# Instructions to follow
Reproduce the records below exactly, leaving out any pictures.

# Records supplied
▬▬▬▬▬▬▬▬▬▬

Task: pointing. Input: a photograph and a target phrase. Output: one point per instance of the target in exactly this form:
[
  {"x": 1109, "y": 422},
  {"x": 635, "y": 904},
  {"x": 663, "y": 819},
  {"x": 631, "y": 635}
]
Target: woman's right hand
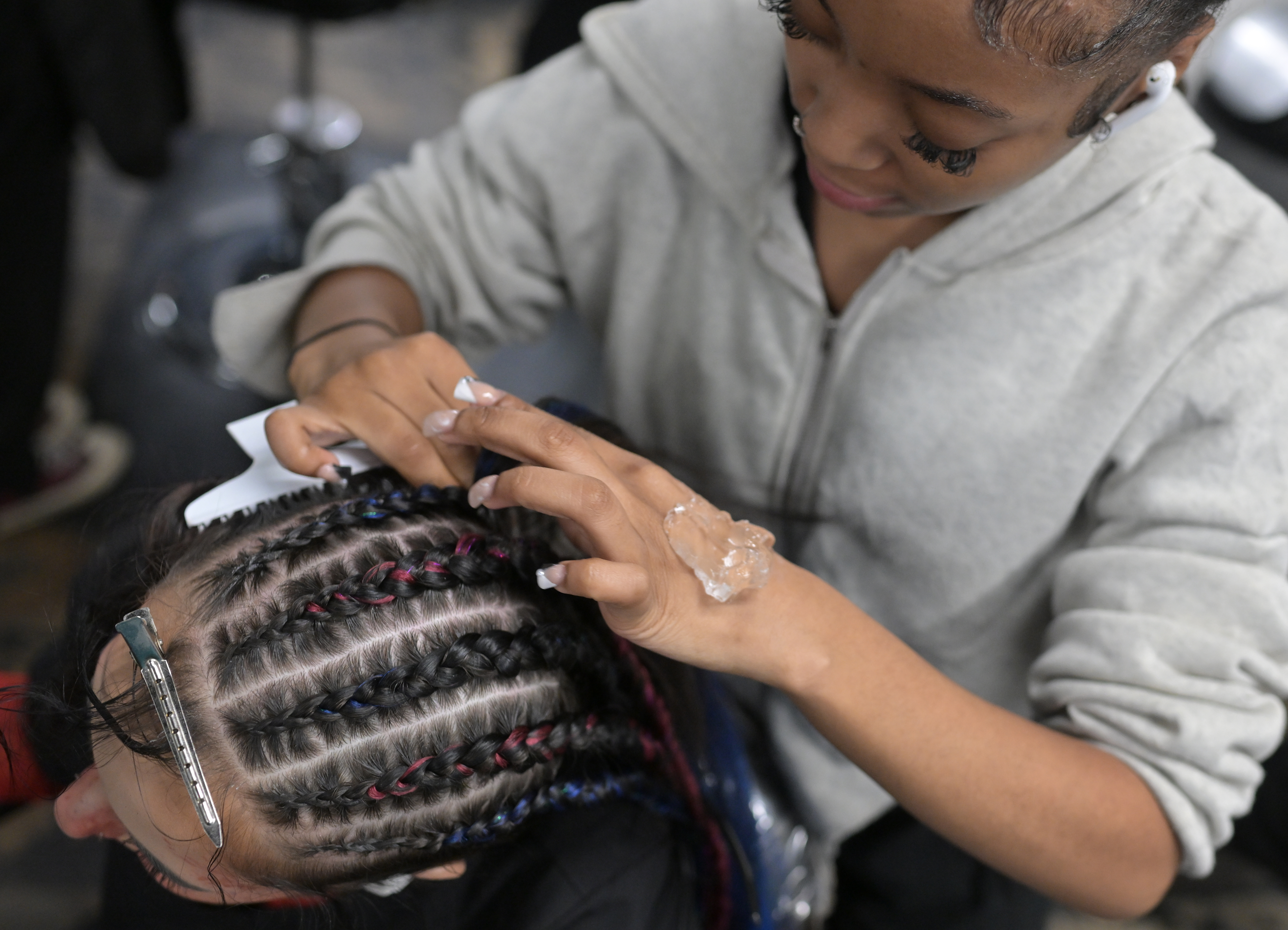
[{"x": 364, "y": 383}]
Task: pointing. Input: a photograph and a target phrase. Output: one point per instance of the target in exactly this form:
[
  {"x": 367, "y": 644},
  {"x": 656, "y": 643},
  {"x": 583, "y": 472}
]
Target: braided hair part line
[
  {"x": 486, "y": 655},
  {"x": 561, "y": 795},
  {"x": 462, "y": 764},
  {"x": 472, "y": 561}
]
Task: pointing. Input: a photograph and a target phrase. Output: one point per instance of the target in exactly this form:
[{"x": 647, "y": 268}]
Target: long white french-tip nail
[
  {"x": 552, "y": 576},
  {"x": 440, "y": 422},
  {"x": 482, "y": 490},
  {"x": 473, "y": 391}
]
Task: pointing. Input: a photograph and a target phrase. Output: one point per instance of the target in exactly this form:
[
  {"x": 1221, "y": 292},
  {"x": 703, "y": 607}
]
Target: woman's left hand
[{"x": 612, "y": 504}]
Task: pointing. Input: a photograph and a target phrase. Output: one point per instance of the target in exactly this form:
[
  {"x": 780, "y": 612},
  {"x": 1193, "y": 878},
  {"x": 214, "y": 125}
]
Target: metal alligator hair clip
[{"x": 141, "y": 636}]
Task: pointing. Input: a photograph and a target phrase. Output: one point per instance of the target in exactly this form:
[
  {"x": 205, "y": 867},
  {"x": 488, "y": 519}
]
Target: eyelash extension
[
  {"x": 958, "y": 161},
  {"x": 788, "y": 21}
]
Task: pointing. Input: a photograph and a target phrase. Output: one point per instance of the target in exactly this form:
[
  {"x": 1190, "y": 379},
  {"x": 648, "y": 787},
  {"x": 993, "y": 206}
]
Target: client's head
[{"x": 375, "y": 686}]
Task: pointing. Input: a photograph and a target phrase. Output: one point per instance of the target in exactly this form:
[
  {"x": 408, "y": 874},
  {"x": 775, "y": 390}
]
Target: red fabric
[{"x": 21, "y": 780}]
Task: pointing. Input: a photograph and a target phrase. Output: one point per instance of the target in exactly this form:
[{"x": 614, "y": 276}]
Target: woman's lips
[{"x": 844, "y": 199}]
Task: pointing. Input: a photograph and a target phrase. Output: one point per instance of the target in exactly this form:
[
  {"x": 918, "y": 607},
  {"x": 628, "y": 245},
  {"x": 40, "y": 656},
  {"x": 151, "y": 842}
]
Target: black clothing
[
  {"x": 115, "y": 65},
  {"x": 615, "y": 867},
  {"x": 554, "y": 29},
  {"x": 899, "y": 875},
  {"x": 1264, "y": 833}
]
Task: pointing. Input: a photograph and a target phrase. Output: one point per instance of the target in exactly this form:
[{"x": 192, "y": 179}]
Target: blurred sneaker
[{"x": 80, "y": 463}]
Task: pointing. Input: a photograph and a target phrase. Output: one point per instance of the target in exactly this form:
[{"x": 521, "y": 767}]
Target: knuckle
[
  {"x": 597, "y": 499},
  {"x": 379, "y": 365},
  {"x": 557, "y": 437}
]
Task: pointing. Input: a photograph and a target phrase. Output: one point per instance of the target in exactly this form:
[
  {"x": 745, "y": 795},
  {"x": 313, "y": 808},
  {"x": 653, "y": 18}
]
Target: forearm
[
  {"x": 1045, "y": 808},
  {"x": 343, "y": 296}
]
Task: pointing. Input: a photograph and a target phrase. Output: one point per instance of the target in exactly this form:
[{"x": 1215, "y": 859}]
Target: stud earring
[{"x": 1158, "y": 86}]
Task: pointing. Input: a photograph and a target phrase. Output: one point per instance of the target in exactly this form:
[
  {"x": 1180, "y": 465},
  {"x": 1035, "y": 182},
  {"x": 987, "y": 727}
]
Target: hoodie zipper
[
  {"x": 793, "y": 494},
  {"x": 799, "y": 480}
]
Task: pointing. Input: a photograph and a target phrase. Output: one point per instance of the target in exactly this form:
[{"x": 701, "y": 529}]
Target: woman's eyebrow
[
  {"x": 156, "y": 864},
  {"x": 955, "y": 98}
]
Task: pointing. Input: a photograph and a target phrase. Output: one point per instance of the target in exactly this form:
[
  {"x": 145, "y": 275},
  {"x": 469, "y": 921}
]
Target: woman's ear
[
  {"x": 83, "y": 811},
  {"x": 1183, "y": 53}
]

▬▬▬▬▬▬▬▬▬▬

# Exercise solution
Task: pointing. Input: a photograph and a target phrase. Output: one point per instance of the target in exactly this form:
[
  {"x": 1109, "y": 422},
  {"x": 635, "y": 904},
  {"x": 663, "y": 819},
  {"x": 631, "y": 635}
]
Target: woman's right hand
[{"x": 364, "y": 383}]
Task: pointing. Input: a photograph and a target phrase. Output: one point per instance of the target in exactly this form:
[
  {"x": 367, "y": 644},
  {"x": 656, "y": 643},
  {"x": 583, "y": 472}
]
Target: braided hair part line
[
  {"x": 486, "y": 655},
  {"x": 561, "y": 795},
  {"x": 462, "y": 764},
  {"x": 472, "y": 561}
]
Task: pointing. Input: a photograph and a target phrase. Output: one point per instance of the target in exactly this form:
[{"x": 647, "y": 268}]
Target: long white french-tip nail
[
  {"x": 552, "y": 576},
  {"x": 440, "y": 422},
  {"x": 482, "y": 490},
  {"x": 473, "y": 391}
]
Task: pointing. Input: a photograph and a target phrase. Output: one point per instance of the target in exactly this form:
[
  {"x": 1221, "y": 292},
  {"x": 703, "y": 607}
]
Target: woman's left hand
[{"x": 612, "y": 504}]
Task: pointing. Input: a photograph and a target phrase. Output: one point per instance of the target in exactly this form:
[
  {"x": 780, "y": 612},
  {"x": 1193, "y": 878},
  {"x": 214, "y": 125}
]
Target: metal alligator hair clip
[{"x": 141, "y": 636}]
Task: pointing. Input: a photograph and a target phrase. Output: one point per instance of the target in exactly this form:
[
  {"x": 205, "y": 867},
  {"x": 488, "y": 519}
]
Target: eyelash extension
[
  {"x": 958, "y": 161},
  {"x": 788, "y": 21}
]
Task: pointing. Input: a photograph and a target phrase. Output: one point per instance of the target in exactly this form:
[
  {"x": 1190, "y": 379},
  {"x": 648, "y": 787},
  {"x": 993, "y": 206}
]
Target: client's head
[{"x": 375, "y": 686}]
Task: pointing. Input: a photograph and a target phrase. Output: one point per instance of the target in exactly this form:
[
  {"x": 408, "y": 874},
  {"x": 775, "y": 390}
]
Target: red fabric
[{"x": 21, "y": 780}]
Task: pointing. Input: a photograph and a target phrase. Output: one point per instance of the target in exactly this form:
[{"x": 614, "y": 276}]
Target: woman's lips
[{"x": 844, "y": 199}]
Task: pointing. Input: a photograph and a target phrase. Output: one point per instance of the target in exactly this form:
[
  {"x": 918, "y": 607},
  {"x": 628, "y": 245},
  {"x": 40, "y": 656},
  {"x": 151, "y": 842}
]
Target: black clothing
[
  {"x": 115, "y": 65},
  {"x": 615, "y": 867},
  {"x": 554, "y": 29},
  {"x": 899, "y": 875},
  {"x": 1264, "y": 833}
]
Task: pointing. Input: a photograph and a target phrase. Output: one point per instance of the target in exactly this form:
[{"x": 192, "y": 179}]
Target: blurred sneaker
[{"x": 80, "y": 463}]
Task: pointing. Input: a photograph and a target phrase. Output: one point per instance of the target in exactly this form:
[{"x": 521, "y": 767}]
Target: knuckle
[
  {"x": 597, "y": 499},
  {"x": 379, "y": 365},
  {"x": 557, "y": 437}
]
Task: pointing. Input: a photograph and a target phrase. Output: one point per instance of the target in exactly this form:
[
  {"x": 745, "y": 795},
  {"x": 313, "y": 808},
  {"x": 653, "y": 18}
]
Target: forearm
[
  {"x": 1045, "y": 808},
  {"x": 343, "y": 296}
]
Task: pointing. Input: a photograph and a target phrase. Output: one point per instance of the target in exactly this form:
[{"x": 1215, "y": 859}]
Target: stud earring
[{"x": 1158, "y": 86}]
Task: pointing. Input: a photograph and a target phrase. Output: one point per instance of the target in exactly this form:
[
  {"x": 1180, "y": 465},
  {"x": 1035, "y": 182},
  {"x": 987, "y": 727}
]
Target: hoodie zipper
[
  {"x": 793, "y": 494},
  {"x": 799, "y": 480}
]
Task: pointing. Input: a photograph and a target phrase. Output: one point per instance of the target in exactly this form:
[{"x": 701, "y": 529}]
Target: woman's eyebrow
[
  {"x": 156, "y": 864},
  {"x": 955, "y": 98}
]
Task: pointing. Input: a photograph and a target phrase. Output: one point per instance of the target in exactly this form:
[
  {"x": 145, "y": 275},
  {"x": 469, "y": 921}
]
Target: woman's ear
[
  {"x": 83, "y": 811},
  {"x": 1183, "y": 53}
]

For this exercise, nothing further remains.